Go through the listing and pick out each line with the word "target" in it.
■ ■ ■ ■ ■
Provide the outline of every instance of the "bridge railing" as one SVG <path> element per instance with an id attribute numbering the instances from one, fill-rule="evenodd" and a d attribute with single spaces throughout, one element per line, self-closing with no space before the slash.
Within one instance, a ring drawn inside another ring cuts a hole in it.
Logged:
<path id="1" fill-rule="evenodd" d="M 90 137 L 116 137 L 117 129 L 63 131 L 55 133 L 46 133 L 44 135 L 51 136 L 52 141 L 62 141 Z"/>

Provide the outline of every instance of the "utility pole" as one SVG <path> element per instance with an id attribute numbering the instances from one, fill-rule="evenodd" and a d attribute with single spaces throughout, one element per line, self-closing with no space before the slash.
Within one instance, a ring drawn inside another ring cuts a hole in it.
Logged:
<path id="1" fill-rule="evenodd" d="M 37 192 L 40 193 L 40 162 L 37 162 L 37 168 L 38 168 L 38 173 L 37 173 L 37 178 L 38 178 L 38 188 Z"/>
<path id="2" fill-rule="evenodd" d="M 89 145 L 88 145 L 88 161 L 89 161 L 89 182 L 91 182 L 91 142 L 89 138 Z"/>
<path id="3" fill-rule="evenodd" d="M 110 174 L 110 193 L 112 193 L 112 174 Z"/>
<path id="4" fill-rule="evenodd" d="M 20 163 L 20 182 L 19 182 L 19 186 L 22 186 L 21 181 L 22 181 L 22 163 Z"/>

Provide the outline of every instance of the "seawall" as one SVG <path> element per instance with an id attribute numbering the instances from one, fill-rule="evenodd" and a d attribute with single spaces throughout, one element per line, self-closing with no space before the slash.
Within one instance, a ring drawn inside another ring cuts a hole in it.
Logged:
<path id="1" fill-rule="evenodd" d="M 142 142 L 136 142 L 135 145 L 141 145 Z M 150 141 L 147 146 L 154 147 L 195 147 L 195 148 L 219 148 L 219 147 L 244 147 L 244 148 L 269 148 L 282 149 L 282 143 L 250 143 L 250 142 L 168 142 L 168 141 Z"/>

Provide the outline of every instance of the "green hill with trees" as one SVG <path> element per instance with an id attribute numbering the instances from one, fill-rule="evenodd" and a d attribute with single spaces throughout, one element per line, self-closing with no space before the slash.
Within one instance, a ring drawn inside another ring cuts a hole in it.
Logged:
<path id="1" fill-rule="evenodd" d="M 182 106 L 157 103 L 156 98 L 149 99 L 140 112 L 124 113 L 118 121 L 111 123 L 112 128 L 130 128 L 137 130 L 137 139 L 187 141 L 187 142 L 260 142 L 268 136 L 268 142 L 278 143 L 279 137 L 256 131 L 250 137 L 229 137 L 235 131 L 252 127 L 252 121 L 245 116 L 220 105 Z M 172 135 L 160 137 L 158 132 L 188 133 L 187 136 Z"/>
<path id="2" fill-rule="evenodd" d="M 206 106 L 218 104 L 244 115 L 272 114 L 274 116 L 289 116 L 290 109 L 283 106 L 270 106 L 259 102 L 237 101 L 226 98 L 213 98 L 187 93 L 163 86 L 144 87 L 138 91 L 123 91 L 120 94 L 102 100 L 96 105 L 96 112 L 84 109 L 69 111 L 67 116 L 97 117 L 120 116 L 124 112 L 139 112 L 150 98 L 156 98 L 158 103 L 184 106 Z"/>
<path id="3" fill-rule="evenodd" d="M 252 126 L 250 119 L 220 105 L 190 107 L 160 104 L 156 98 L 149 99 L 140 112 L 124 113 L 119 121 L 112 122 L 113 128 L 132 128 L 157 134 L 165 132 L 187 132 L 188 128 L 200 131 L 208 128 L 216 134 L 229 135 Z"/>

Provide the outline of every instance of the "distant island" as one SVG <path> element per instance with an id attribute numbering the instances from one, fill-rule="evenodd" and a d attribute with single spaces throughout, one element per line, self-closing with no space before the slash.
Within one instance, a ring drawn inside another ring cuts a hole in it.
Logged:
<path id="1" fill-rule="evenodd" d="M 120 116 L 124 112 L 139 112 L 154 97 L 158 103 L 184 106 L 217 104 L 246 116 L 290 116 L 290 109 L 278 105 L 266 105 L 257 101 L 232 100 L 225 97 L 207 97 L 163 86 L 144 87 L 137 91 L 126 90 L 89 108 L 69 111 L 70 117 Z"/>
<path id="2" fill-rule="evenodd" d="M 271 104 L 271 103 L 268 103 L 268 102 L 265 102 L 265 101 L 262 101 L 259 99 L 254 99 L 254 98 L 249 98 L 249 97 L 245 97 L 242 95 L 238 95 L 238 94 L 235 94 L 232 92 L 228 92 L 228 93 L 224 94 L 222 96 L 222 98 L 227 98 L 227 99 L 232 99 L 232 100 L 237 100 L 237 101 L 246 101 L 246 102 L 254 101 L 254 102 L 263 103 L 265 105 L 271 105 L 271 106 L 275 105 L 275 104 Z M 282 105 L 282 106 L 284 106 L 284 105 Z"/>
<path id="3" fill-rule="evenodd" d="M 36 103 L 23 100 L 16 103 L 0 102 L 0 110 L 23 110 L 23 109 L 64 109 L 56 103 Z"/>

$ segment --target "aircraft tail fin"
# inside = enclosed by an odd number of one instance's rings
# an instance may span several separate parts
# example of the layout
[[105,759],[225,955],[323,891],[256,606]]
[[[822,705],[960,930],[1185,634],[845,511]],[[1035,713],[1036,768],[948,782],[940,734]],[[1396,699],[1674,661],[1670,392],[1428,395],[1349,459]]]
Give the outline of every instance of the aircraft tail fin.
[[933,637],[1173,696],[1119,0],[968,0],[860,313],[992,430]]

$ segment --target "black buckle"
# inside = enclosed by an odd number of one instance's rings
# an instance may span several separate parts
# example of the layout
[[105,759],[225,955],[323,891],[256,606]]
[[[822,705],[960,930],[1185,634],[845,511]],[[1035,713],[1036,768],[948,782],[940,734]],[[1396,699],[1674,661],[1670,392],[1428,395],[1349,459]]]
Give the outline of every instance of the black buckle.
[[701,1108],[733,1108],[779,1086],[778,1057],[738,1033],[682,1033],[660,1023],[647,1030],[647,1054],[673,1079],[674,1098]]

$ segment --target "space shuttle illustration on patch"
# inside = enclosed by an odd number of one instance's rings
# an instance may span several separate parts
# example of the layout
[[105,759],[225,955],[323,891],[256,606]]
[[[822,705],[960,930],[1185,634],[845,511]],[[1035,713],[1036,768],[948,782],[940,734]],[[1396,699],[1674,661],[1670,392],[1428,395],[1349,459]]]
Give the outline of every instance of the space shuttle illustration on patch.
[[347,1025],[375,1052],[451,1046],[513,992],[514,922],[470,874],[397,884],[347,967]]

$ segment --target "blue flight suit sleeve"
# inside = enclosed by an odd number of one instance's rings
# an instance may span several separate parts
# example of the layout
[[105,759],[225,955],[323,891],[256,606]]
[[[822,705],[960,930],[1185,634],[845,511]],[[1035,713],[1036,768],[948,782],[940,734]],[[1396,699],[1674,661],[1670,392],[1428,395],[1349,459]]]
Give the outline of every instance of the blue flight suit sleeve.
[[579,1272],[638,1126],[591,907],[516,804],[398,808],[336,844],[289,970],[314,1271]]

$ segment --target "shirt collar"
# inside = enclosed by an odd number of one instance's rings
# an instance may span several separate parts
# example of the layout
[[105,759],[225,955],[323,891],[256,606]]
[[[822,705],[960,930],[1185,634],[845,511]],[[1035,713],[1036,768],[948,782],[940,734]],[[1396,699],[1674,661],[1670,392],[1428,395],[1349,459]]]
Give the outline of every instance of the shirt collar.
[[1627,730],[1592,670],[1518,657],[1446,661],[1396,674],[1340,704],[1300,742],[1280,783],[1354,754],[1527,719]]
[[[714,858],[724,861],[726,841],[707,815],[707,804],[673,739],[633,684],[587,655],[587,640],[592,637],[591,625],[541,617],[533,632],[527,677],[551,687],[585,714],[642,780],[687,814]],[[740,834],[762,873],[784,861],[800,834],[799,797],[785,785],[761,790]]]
■ ■ ■ ■ ■
> [OUTPUT OF THE EXERCISE]
$ segment --target "aircraft tail fin"
$ segment --target "black buckle"
$ segment --target "space shuttle illustration on patch"
$ segment --target "blue flight suit sleeve"
$ segment --target "shirt collar"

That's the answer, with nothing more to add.